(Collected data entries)
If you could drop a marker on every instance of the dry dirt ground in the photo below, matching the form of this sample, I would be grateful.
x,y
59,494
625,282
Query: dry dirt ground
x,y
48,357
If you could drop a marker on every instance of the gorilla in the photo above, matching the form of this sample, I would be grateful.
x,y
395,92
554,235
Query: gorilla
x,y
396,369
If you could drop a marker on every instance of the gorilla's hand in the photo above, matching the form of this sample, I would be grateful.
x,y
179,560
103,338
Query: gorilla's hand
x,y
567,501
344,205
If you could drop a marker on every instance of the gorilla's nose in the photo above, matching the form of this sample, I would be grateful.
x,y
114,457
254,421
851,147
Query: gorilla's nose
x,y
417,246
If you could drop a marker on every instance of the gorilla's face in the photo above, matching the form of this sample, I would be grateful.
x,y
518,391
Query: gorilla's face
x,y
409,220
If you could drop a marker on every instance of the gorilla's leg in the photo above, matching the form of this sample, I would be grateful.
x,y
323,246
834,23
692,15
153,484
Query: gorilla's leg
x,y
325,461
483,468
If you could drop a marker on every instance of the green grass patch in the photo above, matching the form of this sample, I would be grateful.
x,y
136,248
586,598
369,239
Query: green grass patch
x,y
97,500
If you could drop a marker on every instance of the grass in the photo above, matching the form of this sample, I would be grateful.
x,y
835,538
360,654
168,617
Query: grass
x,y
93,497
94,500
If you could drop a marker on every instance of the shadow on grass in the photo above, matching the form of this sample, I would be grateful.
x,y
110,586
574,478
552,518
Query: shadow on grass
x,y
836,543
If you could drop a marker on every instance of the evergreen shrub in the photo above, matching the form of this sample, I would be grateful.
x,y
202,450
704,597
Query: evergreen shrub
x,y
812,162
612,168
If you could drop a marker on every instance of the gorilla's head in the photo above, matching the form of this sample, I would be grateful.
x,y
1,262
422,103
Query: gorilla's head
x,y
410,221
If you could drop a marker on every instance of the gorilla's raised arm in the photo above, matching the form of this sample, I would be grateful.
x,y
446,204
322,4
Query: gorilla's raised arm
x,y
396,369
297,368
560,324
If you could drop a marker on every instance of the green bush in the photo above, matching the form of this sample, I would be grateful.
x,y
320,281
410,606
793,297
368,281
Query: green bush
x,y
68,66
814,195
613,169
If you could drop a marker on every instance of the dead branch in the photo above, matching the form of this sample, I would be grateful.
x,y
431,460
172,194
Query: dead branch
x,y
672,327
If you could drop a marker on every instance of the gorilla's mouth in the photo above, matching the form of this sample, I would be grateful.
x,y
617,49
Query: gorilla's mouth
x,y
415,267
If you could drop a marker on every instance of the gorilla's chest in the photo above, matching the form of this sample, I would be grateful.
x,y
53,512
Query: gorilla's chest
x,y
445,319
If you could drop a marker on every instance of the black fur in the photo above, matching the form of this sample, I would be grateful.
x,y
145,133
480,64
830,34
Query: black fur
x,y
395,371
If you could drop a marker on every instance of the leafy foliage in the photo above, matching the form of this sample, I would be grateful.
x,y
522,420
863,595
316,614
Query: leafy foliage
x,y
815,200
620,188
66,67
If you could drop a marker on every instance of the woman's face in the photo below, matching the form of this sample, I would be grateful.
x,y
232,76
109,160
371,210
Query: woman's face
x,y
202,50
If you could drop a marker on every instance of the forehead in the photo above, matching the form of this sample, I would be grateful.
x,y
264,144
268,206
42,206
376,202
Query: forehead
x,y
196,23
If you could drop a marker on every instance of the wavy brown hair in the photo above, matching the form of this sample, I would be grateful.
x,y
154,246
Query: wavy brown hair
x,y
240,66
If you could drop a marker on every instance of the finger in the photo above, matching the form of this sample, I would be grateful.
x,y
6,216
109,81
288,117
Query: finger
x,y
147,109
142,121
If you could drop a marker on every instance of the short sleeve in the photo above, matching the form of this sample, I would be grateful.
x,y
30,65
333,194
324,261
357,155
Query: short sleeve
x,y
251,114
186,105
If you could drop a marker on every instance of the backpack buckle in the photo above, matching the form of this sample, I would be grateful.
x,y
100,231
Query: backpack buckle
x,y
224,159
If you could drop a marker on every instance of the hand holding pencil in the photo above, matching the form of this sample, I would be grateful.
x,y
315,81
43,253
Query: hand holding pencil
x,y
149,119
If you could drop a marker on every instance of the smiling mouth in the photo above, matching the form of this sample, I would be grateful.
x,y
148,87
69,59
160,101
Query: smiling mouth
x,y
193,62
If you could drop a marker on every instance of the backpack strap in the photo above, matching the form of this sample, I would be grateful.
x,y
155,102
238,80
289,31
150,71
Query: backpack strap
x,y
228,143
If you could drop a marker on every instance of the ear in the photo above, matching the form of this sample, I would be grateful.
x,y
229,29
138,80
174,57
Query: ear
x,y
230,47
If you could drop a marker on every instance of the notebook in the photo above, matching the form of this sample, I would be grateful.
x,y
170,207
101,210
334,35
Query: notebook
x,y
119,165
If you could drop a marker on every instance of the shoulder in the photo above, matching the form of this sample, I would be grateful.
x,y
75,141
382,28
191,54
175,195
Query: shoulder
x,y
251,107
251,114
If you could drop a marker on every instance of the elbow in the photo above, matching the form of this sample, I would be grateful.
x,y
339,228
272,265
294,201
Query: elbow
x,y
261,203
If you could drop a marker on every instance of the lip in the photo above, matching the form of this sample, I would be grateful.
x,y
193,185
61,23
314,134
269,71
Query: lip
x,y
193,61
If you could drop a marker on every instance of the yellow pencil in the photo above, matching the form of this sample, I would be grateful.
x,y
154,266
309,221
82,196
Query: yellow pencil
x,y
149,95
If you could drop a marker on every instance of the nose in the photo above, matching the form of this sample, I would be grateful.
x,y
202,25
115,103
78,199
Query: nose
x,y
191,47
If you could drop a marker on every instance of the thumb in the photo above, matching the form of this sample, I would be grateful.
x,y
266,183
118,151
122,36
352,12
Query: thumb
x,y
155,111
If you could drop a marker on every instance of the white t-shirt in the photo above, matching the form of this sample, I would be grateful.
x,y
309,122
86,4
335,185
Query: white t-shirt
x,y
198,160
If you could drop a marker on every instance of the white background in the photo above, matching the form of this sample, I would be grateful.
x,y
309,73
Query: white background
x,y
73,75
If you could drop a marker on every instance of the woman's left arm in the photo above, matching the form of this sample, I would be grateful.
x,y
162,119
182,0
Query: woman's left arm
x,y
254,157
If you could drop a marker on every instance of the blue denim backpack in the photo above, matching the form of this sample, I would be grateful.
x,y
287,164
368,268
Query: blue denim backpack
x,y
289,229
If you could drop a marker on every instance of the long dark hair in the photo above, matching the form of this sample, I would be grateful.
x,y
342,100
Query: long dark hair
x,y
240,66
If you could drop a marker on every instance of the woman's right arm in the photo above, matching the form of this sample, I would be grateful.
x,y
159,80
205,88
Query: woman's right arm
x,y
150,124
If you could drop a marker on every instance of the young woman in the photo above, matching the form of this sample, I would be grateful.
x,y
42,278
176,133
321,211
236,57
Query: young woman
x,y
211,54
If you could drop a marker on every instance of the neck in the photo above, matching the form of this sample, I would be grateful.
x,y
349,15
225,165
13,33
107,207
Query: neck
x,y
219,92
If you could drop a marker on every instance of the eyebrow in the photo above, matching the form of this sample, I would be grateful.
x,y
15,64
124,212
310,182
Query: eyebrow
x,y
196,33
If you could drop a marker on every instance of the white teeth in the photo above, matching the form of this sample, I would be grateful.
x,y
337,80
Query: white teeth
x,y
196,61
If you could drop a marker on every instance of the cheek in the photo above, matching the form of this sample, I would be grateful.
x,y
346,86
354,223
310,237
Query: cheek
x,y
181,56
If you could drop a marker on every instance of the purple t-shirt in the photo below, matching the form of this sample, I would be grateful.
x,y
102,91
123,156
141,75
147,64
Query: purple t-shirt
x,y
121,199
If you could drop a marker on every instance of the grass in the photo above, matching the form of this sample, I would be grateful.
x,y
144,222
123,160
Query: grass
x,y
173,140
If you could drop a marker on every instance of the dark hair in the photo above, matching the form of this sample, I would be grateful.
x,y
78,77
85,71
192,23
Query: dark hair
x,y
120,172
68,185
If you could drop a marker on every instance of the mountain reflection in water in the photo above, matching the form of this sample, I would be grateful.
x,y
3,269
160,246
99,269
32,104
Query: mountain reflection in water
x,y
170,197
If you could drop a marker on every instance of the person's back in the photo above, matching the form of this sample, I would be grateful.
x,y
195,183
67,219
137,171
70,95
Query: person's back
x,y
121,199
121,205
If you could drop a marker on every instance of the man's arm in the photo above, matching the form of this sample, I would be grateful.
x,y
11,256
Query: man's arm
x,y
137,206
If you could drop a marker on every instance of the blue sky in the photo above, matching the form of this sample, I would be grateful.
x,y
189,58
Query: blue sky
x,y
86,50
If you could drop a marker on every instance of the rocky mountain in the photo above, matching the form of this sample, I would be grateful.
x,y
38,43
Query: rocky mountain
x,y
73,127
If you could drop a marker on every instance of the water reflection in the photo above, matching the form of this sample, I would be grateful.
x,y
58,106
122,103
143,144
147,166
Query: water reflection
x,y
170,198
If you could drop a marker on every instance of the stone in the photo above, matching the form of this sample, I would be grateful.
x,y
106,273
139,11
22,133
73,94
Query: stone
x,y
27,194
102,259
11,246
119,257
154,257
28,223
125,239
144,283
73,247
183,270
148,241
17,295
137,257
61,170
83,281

--

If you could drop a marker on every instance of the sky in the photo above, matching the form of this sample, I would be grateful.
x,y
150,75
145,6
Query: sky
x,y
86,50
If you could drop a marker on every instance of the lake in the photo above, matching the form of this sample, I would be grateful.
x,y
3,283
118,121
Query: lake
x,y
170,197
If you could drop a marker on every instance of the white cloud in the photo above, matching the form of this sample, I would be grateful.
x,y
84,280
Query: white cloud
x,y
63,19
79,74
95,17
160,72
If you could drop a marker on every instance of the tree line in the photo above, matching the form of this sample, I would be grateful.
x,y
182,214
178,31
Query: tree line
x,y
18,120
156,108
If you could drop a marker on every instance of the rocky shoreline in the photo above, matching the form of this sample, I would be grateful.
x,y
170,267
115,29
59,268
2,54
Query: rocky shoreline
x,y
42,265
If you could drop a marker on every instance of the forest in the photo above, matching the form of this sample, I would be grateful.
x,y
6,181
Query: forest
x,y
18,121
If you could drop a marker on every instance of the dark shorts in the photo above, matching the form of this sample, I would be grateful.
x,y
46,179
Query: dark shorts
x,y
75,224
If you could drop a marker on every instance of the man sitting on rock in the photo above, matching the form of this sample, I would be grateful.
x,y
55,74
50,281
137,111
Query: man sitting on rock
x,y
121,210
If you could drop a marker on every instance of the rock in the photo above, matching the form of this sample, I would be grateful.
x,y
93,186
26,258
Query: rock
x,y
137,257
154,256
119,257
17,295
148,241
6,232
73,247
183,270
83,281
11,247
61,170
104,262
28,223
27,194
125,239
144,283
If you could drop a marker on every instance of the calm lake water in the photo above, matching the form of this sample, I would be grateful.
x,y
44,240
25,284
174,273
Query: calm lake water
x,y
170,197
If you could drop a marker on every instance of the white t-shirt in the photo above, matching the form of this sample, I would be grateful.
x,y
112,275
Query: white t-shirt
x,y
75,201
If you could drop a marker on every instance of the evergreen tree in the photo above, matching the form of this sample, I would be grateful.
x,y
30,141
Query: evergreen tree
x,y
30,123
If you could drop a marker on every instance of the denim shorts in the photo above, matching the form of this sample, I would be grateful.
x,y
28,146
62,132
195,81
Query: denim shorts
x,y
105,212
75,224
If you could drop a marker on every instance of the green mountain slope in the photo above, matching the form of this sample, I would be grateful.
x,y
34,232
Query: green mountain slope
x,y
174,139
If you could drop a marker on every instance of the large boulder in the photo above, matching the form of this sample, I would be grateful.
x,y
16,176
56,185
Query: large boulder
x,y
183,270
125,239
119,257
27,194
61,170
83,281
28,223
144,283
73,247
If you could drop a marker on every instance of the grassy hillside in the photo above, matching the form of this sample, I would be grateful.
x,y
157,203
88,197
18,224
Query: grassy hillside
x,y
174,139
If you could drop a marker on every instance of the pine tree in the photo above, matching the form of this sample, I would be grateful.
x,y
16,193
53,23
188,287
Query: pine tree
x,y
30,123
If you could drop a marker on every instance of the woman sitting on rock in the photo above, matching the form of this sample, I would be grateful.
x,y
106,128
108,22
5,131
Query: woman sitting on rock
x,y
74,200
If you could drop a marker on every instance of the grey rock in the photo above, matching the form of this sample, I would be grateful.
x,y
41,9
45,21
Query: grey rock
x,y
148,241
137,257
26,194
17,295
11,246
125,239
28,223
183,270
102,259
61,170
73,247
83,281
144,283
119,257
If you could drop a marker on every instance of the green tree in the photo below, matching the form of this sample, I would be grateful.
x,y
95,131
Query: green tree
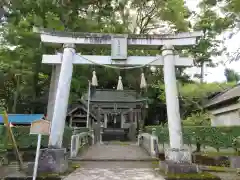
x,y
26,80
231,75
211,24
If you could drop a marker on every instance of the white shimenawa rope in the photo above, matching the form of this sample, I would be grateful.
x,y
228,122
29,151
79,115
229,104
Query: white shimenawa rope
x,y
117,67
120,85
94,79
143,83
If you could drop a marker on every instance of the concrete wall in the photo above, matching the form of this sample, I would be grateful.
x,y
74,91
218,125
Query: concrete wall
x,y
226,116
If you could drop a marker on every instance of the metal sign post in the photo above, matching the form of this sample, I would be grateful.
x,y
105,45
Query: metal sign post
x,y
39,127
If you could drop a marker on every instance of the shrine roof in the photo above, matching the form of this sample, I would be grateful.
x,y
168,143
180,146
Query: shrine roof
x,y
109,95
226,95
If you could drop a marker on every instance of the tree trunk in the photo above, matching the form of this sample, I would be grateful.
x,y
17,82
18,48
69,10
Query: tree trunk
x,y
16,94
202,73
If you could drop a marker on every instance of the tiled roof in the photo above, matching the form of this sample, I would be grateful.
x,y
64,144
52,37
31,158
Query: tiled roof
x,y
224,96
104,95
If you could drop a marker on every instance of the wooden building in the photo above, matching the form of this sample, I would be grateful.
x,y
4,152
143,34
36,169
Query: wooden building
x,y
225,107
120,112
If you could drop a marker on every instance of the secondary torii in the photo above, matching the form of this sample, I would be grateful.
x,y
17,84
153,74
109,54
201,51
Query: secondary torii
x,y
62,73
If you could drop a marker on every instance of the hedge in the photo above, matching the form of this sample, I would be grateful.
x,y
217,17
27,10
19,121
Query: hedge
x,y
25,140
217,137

TASK GOAL ::
With "below" as the string to find, copy every line of the records that holds it.

ANSWER TO THE EXERCISE ::
If you could drop a marker on every instance of the dry dirt ground in the photo below, matching the form of this sample, I would be grateful.
If you could drop a marker on every instance of the woman's face in the photo below, matching the form of this sample, I would be grateful.
If you could drop a marker on every instance of the purple t-shirt in the photo below, matching the form of this sample, I would be grateful.
If you could drop a marker on every instance of the green tree in the photo below, matching the form of this sample, I would be grateful.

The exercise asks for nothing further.